#### Material for the task:
— START —

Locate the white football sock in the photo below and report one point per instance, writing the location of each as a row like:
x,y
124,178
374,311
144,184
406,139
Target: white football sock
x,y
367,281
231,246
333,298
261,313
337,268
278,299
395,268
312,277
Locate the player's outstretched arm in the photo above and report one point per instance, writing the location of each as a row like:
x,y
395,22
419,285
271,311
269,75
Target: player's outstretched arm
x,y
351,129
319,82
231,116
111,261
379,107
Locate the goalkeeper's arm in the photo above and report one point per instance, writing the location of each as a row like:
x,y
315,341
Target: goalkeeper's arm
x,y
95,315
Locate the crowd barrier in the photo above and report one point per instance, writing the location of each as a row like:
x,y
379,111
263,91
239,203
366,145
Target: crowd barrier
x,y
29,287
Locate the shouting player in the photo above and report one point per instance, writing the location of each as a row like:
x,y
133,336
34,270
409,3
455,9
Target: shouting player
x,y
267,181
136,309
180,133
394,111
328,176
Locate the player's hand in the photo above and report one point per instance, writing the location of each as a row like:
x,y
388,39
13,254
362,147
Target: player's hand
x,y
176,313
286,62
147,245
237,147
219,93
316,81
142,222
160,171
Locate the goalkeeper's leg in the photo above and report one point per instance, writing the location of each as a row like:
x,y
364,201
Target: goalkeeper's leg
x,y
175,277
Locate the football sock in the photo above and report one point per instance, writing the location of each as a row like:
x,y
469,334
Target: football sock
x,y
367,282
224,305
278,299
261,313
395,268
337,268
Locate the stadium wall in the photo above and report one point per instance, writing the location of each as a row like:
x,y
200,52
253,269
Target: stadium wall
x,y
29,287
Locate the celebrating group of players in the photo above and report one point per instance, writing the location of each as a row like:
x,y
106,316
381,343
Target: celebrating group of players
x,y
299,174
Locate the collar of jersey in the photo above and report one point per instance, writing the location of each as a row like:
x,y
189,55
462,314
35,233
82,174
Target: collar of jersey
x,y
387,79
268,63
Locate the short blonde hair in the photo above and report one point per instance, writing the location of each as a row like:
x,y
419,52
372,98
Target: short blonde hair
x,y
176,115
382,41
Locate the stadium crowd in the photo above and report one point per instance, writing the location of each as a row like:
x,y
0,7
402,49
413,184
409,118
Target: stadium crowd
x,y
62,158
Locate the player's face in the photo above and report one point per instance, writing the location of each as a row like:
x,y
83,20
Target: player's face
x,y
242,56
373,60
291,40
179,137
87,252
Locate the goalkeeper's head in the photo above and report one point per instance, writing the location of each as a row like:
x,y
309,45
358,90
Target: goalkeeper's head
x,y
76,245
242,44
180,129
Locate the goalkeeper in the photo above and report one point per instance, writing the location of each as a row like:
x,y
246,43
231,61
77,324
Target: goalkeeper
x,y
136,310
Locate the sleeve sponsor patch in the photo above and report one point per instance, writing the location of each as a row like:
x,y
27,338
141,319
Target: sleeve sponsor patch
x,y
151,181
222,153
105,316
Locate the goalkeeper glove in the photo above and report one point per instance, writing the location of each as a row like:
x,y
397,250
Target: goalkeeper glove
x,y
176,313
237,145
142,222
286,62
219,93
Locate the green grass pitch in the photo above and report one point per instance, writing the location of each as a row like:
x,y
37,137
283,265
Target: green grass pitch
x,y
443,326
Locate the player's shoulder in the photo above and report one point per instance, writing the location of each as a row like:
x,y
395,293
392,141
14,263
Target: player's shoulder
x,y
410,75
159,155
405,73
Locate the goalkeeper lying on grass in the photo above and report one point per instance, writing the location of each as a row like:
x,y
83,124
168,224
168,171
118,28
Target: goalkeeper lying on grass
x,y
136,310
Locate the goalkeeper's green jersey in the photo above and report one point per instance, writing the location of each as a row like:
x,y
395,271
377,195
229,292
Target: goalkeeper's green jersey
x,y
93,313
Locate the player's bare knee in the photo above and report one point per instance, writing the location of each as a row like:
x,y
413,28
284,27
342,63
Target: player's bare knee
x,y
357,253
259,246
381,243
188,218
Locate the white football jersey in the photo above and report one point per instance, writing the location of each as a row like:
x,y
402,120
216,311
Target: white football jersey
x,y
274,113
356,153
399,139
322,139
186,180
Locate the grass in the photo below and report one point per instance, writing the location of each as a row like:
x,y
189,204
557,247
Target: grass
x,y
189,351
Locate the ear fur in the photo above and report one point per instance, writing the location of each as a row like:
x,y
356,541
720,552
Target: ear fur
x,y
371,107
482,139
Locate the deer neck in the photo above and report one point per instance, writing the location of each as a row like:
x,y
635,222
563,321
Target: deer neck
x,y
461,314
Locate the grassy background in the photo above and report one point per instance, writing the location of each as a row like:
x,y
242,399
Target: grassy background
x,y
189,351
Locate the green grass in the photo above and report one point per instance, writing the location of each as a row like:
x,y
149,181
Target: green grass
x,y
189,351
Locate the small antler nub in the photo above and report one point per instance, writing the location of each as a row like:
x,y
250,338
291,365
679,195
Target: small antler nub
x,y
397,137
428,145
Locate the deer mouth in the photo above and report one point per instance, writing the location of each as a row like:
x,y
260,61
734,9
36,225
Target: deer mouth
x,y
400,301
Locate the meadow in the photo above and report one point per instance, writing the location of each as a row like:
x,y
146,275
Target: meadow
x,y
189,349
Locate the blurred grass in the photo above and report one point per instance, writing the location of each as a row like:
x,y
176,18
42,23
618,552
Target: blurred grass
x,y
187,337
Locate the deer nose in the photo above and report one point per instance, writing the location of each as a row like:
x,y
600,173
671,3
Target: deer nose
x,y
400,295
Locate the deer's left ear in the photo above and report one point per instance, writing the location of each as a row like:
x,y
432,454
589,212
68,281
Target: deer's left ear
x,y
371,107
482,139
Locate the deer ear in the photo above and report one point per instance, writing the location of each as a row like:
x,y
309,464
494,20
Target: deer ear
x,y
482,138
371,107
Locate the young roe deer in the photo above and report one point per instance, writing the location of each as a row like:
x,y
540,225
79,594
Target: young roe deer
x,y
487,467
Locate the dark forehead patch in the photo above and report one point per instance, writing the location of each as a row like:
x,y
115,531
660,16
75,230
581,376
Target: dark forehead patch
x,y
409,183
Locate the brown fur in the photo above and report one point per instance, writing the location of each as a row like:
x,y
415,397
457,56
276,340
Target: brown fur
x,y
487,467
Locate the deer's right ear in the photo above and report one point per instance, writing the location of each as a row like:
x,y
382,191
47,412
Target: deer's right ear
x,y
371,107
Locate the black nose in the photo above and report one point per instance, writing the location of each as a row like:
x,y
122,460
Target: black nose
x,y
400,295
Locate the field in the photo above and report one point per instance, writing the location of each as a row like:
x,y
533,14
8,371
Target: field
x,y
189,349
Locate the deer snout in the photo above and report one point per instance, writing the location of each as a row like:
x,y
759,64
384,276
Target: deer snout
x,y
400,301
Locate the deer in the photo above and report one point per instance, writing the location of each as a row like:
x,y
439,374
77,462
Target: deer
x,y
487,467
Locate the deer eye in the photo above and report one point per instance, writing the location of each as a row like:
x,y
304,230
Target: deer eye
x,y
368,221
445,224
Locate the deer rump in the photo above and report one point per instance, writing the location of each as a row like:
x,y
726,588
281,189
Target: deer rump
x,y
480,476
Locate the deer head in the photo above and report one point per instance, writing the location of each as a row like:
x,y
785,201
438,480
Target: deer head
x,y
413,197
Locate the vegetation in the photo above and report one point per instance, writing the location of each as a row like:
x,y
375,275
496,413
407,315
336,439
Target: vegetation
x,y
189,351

— END —
— START —

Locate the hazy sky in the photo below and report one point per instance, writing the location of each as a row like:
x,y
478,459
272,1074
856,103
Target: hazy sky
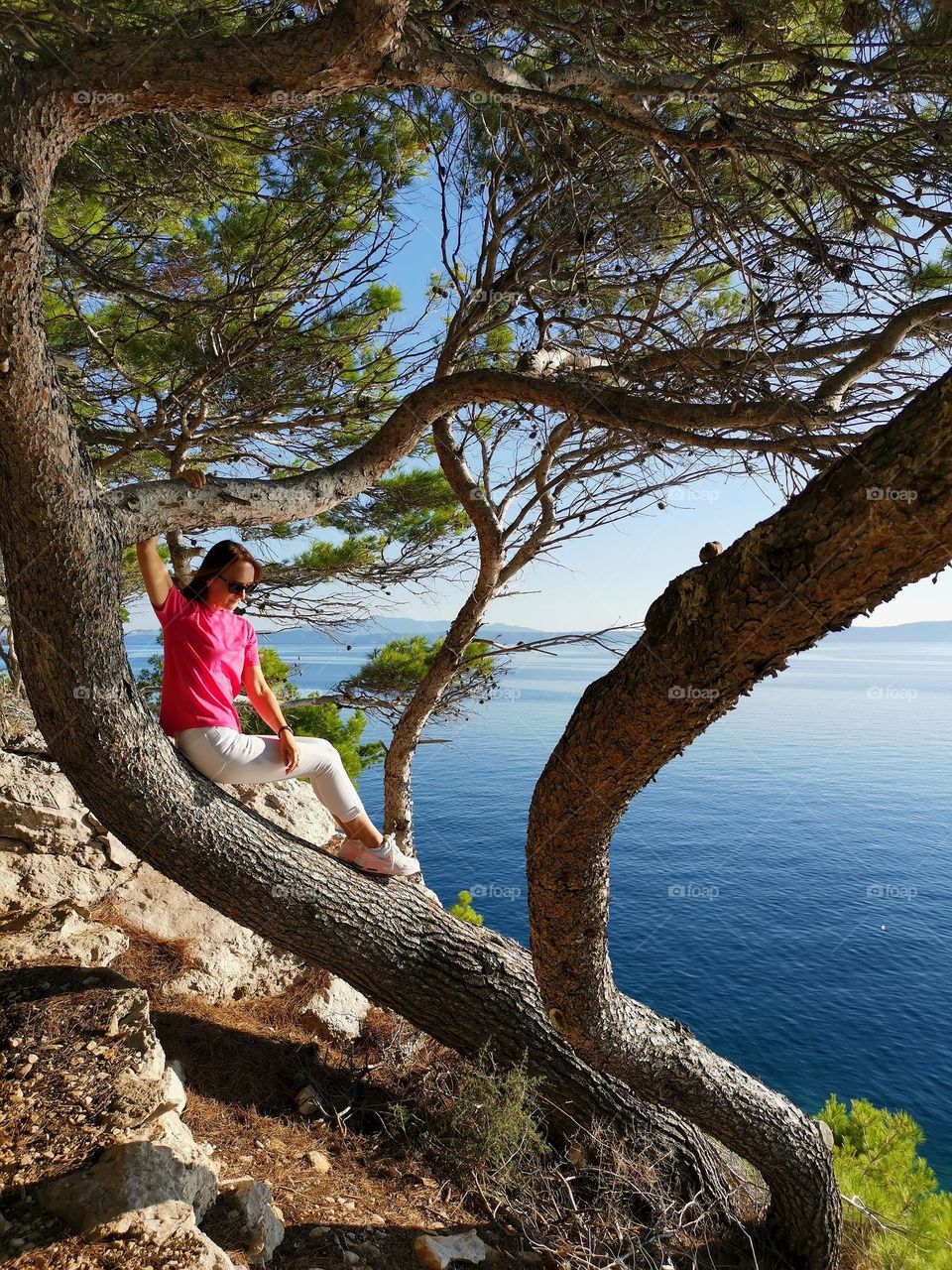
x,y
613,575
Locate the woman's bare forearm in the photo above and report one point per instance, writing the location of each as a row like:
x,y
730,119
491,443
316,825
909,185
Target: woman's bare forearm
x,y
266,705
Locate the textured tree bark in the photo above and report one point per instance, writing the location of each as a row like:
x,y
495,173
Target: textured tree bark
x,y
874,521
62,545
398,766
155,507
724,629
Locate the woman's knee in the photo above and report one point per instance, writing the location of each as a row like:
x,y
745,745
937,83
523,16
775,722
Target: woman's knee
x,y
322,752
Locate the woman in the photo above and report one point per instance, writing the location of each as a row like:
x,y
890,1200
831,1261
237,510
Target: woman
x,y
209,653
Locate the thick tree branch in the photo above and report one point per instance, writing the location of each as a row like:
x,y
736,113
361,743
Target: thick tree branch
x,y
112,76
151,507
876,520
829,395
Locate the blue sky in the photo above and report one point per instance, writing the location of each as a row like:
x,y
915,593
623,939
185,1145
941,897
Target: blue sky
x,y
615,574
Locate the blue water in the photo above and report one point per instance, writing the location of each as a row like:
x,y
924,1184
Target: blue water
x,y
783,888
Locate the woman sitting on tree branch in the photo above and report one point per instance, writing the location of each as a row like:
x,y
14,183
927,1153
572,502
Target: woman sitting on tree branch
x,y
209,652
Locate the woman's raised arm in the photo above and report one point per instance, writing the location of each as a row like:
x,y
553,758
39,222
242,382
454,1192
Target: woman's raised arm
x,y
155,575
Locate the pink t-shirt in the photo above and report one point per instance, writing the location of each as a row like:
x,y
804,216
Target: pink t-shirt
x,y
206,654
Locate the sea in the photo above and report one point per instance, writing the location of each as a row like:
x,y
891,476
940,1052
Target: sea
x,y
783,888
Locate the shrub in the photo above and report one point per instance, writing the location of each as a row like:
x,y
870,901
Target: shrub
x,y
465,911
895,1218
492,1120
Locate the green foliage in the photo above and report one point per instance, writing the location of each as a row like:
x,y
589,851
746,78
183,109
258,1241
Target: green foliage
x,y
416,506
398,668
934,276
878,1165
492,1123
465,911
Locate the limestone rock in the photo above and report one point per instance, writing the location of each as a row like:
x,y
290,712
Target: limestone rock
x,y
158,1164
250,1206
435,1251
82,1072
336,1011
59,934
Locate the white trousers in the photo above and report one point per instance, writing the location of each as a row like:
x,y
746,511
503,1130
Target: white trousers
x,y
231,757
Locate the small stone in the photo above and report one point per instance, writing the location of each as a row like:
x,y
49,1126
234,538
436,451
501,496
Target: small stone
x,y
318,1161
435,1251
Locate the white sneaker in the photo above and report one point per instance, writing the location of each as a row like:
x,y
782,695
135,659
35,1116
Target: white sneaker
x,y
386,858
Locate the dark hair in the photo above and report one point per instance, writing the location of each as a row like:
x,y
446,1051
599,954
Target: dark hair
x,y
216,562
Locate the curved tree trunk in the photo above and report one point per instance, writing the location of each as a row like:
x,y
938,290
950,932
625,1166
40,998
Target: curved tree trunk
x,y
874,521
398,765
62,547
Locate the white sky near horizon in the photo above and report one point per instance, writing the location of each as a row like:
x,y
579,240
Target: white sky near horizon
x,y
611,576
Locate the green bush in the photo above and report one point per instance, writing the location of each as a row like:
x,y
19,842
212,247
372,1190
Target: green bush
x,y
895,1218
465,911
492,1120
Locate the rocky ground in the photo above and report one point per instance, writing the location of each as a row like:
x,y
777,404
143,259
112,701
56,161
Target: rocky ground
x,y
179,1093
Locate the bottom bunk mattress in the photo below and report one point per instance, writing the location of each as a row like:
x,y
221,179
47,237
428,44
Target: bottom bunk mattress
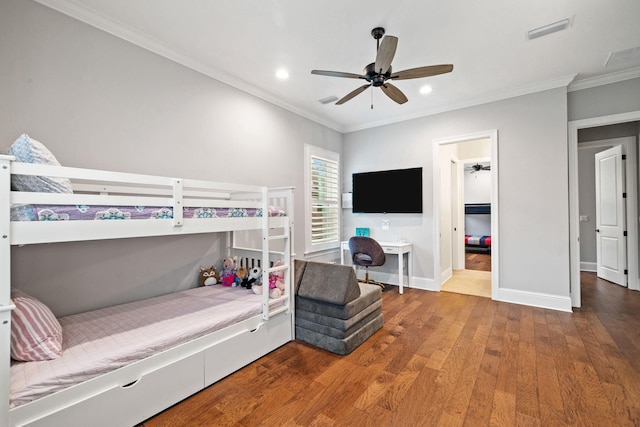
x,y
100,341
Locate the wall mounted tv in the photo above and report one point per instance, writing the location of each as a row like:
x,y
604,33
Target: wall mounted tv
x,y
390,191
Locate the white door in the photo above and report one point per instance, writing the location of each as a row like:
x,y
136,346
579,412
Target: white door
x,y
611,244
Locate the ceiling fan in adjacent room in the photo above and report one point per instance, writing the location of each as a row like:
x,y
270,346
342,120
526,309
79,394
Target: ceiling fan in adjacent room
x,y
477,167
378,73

— END —

#### What you are asked to do:
Pick out every line in the records above that contains the word "nose" and copy each one. Case counts.

#### In response:
Locate the deer nose in the photo above and report one point per instance, writing the location of each as a row like:
Target: deer nose
Locate the black nose in the photo above and report one point per instance, writing the location of each as a row like:
Target: black nose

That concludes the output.